TEXT BLOCK ::
- - -

11th Circuit Rules Against Gay Conversion Therapy Ban in Florida County

11th Circuit Rules Against Gay Conversion Therapy Ban in Florida County
Elbert P. Tuttle U.S. Courthouse, home of the 11th Circuit Court of Appeals, in Atlanta, Ga. on Nov. 20, 2007. Eoghanacht via Wikimedia Commons/Public Domain
Matthew Vadum
Updated:

A legal battle over juvenile gay conversion therapy in Florida may be heading to the Supreme Court after the 11th Circuit Court of Appeals broke with two other appeals courts, ruling last week that therapists’ free speech rights prevail over the medical establishment’s opposition to the practice.

A three-member panel of the Atlanta-based 11th Circuit ruled 2–1 on Nov. 20 that the controversial practice of conversion therapy counts as protected speech under the First Amendment to the U.S. Constitution.

The 3rd Circuit and 9th Circuit have ruled the other way, creating what lawyers call a “circuit split.” Often, the Supreme Court agrees to review lower court rulings in order to resolve circuit splits and promote uniformity in the application of laws.

Critics, including various medical organizations, claim conversion therapy, which purports to convert homosexuals and bisexuals into heterosexuals, is harmful to the patient. They say it can lead to depression or suicide and doesn’t work because people are born with their own particular sexual orientation, which can’t be changed.

According to one of those critical groups, the Family Equality Council, 20 states—including California, New York, Illinois, and Virginia—ban conversion therapy for minors, though the laws don’t apply to religious providers.
In the case at hand, Boca Raton and Palm Beach County enacted laws in 2017 forbidding therapists from “engaging in counseling or any therapy with a goal of changing a minor’s sexual orientation, reducing a minor’s sexual or romantic attractions (at least to others of the same gender or sex), or changing a minor’s gender identity or expression—though support and assistance to a person undergoing gender transition is specifically permitted,” Judge Britt C. Grant wrote in a 47-page decision in Otto v. City of Boca Raton.

- - -

ABOUT THIS EXERCISE :: Can you reproduce, word for word, the passage of the article on the 11th Circuit conversion therapy ruling that opens with the words "A legal battle" and closes with "the U.S. Constitution."?

- - -

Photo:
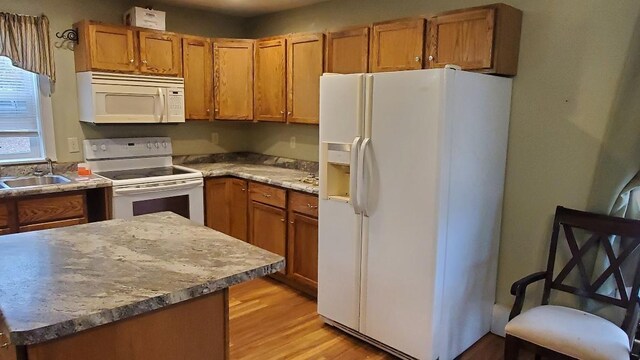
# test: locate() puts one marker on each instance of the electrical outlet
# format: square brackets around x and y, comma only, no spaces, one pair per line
[72,144]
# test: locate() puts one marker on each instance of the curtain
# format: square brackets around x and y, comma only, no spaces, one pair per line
[25,40]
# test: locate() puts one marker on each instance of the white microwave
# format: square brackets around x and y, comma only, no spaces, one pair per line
[107,98]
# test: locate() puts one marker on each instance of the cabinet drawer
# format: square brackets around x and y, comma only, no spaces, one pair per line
[268,195]
[48,209]
[303,203]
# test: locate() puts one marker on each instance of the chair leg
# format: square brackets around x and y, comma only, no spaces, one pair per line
[511,348]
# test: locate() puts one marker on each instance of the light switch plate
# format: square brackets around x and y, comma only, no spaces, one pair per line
[73,145]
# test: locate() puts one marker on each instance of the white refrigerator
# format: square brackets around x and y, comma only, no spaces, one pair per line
[412,168]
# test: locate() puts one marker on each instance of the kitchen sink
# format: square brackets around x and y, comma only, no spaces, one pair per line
[28,181]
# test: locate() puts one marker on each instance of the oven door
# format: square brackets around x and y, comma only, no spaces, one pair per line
[183,197]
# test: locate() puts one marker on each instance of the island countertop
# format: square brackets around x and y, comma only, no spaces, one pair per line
[62,281]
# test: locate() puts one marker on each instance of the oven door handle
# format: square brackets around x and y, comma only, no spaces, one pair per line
[134,191]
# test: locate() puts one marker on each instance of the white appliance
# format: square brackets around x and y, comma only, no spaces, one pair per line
[109,98]
[412,171]
[144,178]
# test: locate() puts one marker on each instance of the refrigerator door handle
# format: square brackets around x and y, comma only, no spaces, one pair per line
[362,187]
[353,178]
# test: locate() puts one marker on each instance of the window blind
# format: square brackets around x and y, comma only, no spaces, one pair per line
[19,101]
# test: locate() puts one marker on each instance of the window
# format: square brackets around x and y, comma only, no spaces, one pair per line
[25,116]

- - -

RESPONSE TO THE EXERCISE ::
A legal battle over juvenile gay conversion therapy in Florida may be heading to the Supreme Court after the 11th Circuit Court of Appeals broke with two other appeals courts, ruling last week that therapists’ free speech rights prevail over the medical establishment’s opposition to the practice.

A three-member panel of the Atlanta-based 11th Circuit ruled 2–1 on Nov. 20 that the controversial practice of conversion therapy counts as protected speech under the First Amendment to the U.S. Constitution.